→ ТЕКСТ ДЛЯ ЧТЕНИЯ

Хороший пример – соотношение стороны квадрата и его диагонали. Пифагоровы правила были рассчитаны на то, чтобы измерить длину любой диагонали, но в случае с квадратом получались иррациональные числа, такие, например, как У2. В рамках системы целых чисел этот квадратный корень не может быть выражен – ведь у него нет предела, его период длится бесконечно.

В наш продвинутый научный век черных дыр и антивещества оперировать подобными числовыми значениями может, кажется, даже ребенок. Но во времена Пифагора само их существование мыслилось своего рода порталом в иные, опасные миры. Оно порождало пугающие выводы: ведь если существуют бесконечные числа, то и прямые, получается, могут бесконечно делиться на отрезки. А если прямые делятся бесконечно, то они не могут состоять из набора исчислимых, четко обрисованных Пифагором элементов – то есть вся его философия материального мира обессмысливается! Теорема Пифагора оборачивается ее собственным зеркальным отражением, дорогой в беспредельную и неопределенную вселенную – но лишь для тех, кто знал этот секрет. До нас дошли сведения о судьбе тех, кто разгневал богов, разболтав эту тайну людям, – они, как сообщал Прокл, погибли при кораблекрушении, все до одного.

И в музыкальных пропорциях, предложенных Пифагором, как выяснилось, был тот же изъян. По легенде, философ сам обратил на него внимание, когда измерял музыкальные соотношения на инструменте собственного изобретения под названием монохорд. Он состоял из одной-единственной струны, подвешенной над подвижной подставкой; эта самая подставка удлиняла или укорачивала тот отрезок струны, который должен был колебаться. Представим, что, когда Пифагор впервые дернул открытую струну монохорда, он получил ноту до. Затем, передвигая подставку, он достиг точки, в которой обнаружилась нота до следующей октавы. Отсчитав такое расстояние от этой, новой точки, он получил еще одну, более высокую ноту до, и так далее – в итоге получилось семь октав.

На другом монохорде он проделал сходную процедуру, с той разницей, что здесь подставка передвигалась на меньшее расстояние – требовалось отступить от начального звука на квинту, нащупав интервал от до до соль. От соль он вновь двинулся на квинту вверх, достигнув ноты ре, а оттуда – к следующей квинте, ля. Этот трюк Пифагор повторил двенадцать раз, пройдя по ходу дела через все двенадцать нот, предлагаемых современной фортепианной клавиатурой (как белыми, так и черными клавишами). Подобная последовательность квинт как бы описывала полный круг, прежде чем достигала того же тона, как тот, с которой она начиналась. В финале эксперимента, не сомневался Пифагор, он придет к тому же самому до, к какому пришел, отсчитывая октавы на первом монохорде.

→ ИСХОДНЫЙ МАТЕРИАЛ

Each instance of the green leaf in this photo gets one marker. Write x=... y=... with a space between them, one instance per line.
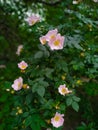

→ ЧТО НУЖНО СДЕЛАТЬ
1 – Для каждого утверждения определите, согласуется ли оно с текстом о Пифагоре. Ответьте «да» или «нет» и дословно приведите решающие слова текста.
(a) Монохорд Пифагора имел несколько струн.
(b) По сообщению Прокла, те, кто разболтал тайну, погибли при кораблекрушении.
(c) Отсчитывая октавы на первом монохорде, Пифагор получил пять октав.
2 – Измените отрывок текста о Пифагоре, начиная со слов «На другом монохорде» и вплоть до слов «на первом монохорде.»: замените «Пифагор» на «философ» и приведите весь отрывок.

→ ОТВЕТЫ
1 –
(a) Нет: «Он состоял из одной-единственной струны, подвешенной над подвижной подставкой».
(b) Да: «они, как сообщал Прокл, погибли при кораблекрушении, все до одного».
(c) Нет: «в итоге получилось семь октав».

2 –
На другом монохорде он проделал сходную процедуру, с той разницей, что здесь подставка передвигалась на меньшее расстояние – требовалось отступить от начального звука на квинту, нащупав интервал от до до соль. От соль он вновь двинулся на квинту вверх, достигнув ноты ре, а оттуда – к следующей квинте, ля. Этот трюк философ повторил двенадцать раз, пройдя по ходу дела через все двенадцать нот, предлагаемых современной фортепианной клавиатурой (как белыми, так и черными клавишами). Подобная последовательность квинт как бы описывала полный круг, прежде чем достигала того же тона, как тот, с которой она начиналась. В финале эксперимента, не сомневался философ, он придет к тому же самому до, к какому пришел, отсчитывая октавы на первом монохорде.